# [PROVIDED TEXT]
• • •

20-20-20 Rule and other tips for taking Screen Breaks for Students

Screen Breaks for students 20-20-20 rule
Image Credits: Homeland Security

With everything being online, students end up working on laptops and tablets for long periods of time. Their eyes get strained and it could affect their memory and attention span.

Spending nonstop time on projects and online assignments is vital for a student to succeed, but so is taking breaks. Students need to create planned minutes to relax and reboot throughout the day. Studies have shown that taking breaks can actually help students become more optimistic, creative, and fruitful.

If the student knows that they might get frequent breaks and some control on their focus, they might even be excited to work willingly.

Here are 5 ways to creatively take those screen breaks.

The 20-20-20 rule

We must keep in mind that screen breaks have different effects on memory, productivity, and attention on students. Frequencies and lengths may vary from student to student. One child might want to power through until they need a break while others might need a timer so that they can distribute their attention already. While the 20-20-20 rule is a helpful and easy-to-remember guide to work breaks into a schedule, plus it reduces the strain on their eyes that comes from extended screen time.

Every 20 minutes, the student should look at something 20 feet away for 20 seconds.

• • •

# [LISTED RECORDS]

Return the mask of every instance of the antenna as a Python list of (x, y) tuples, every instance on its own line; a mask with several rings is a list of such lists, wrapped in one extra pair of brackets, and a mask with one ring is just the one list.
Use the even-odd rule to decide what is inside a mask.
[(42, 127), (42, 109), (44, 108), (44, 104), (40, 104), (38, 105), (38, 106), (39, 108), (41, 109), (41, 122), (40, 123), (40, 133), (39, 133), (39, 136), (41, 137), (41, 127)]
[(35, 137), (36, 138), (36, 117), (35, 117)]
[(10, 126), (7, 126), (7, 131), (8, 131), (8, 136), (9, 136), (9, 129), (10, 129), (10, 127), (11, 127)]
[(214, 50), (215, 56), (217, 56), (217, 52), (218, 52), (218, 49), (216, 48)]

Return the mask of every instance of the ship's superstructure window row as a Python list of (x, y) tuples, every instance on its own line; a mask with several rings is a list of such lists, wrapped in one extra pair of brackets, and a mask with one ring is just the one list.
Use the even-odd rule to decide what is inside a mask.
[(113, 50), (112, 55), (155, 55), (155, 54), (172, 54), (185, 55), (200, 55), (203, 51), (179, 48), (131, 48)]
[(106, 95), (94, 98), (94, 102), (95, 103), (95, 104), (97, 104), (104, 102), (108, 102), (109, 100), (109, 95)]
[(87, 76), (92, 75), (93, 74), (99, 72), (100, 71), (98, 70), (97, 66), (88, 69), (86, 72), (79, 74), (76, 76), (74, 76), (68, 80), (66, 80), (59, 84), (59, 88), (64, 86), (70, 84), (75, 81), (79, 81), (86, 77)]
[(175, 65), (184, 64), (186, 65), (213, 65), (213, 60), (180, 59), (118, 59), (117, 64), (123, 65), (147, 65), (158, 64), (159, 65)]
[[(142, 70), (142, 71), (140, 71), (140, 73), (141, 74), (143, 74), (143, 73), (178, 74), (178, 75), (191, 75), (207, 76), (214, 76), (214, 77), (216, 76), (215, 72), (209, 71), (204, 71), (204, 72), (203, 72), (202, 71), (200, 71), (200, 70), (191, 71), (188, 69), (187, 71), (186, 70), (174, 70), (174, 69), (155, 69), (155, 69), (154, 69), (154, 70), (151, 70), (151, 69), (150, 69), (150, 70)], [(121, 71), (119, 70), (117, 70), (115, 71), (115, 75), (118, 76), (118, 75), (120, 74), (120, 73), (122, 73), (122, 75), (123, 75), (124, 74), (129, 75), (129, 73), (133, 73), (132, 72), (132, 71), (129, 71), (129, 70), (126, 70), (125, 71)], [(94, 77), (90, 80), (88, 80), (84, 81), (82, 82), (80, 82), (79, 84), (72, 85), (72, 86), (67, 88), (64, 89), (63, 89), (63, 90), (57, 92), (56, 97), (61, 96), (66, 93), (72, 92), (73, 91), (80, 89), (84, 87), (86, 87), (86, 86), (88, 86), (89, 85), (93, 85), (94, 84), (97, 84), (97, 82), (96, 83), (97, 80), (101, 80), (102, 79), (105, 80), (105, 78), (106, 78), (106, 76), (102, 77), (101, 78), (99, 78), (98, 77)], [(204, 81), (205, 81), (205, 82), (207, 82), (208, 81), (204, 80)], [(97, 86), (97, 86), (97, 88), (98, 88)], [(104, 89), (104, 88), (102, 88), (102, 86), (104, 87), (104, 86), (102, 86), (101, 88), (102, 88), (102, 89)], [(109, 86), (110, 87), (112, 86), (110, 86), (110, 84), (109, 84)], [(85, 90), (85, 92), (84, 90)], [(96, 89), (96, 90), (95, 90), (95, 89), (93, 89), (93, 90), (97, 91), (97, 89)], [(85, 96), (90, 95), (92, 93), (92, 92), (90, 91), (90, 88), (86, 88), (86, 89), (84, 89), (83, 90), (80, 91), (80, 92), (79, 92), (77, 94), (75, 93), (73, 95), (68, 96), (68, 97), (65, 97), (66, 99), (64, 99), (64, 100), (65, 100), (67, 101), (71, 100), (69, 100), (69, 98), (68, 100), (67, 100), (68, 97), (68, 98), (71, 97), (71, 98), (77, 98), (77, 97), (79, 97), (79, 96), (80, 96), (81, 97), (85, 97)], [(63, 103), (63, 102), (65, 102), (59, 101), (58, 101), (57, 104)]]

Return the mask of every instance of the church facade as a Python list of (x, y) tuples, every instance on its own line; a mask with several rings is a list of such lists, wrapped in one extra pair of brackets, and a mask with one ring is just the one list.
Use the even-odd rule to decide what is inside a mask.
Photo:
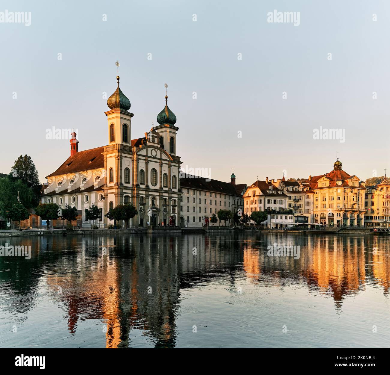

• • •

# [BRIEF 1]
Rewrite the paragraph of the screen-breaks text that begins "Spending nonstop time on projects" as a bulleted list, keeping its main facts.
# [BRIEF 2]
Answer these questions from the screen-breaks text, one line each:
(a) What devices does the text say students work on for long periods?
(b) How many ways of taking screen breaks does the text announce?
(c) Under the 20-20-20 rule, how far away should the student look?
# [BRIEF 3]
Decide whether each statement agrees with the screen-breaks text. Answer yes or no, and quote the words that decide it.
(a) Screen breaks should have the same frequency and length for every student.
(b) The 20-20-20 rule reduces eye strain from extended screen time.
(c) Every 20 minutes, the student should look away for 20 minutes.

# [YOUR SOLUTION 1]
- Nonstop work on projects and online assignments is vital to a student's success, but so are breaks.
- Students need planned minutes throughout the day to relax and reboot.
- Studies show that breaks can help students become more optimistic, creative, and fruitful.

# [YOUR SOLUTION 2]
(a) Laptops and tablets
(b) 5
(c) 20 feet

# [YOUR SOLUTION 3]
(a) No: "Frequencies and lengths may vary from student to student."
(b) Yes: "it reduces the strain on their eyes that comes from extended screen time"
(c) No: "Every 20 minutes, the student should look at something 20 feet away for 20 seconds."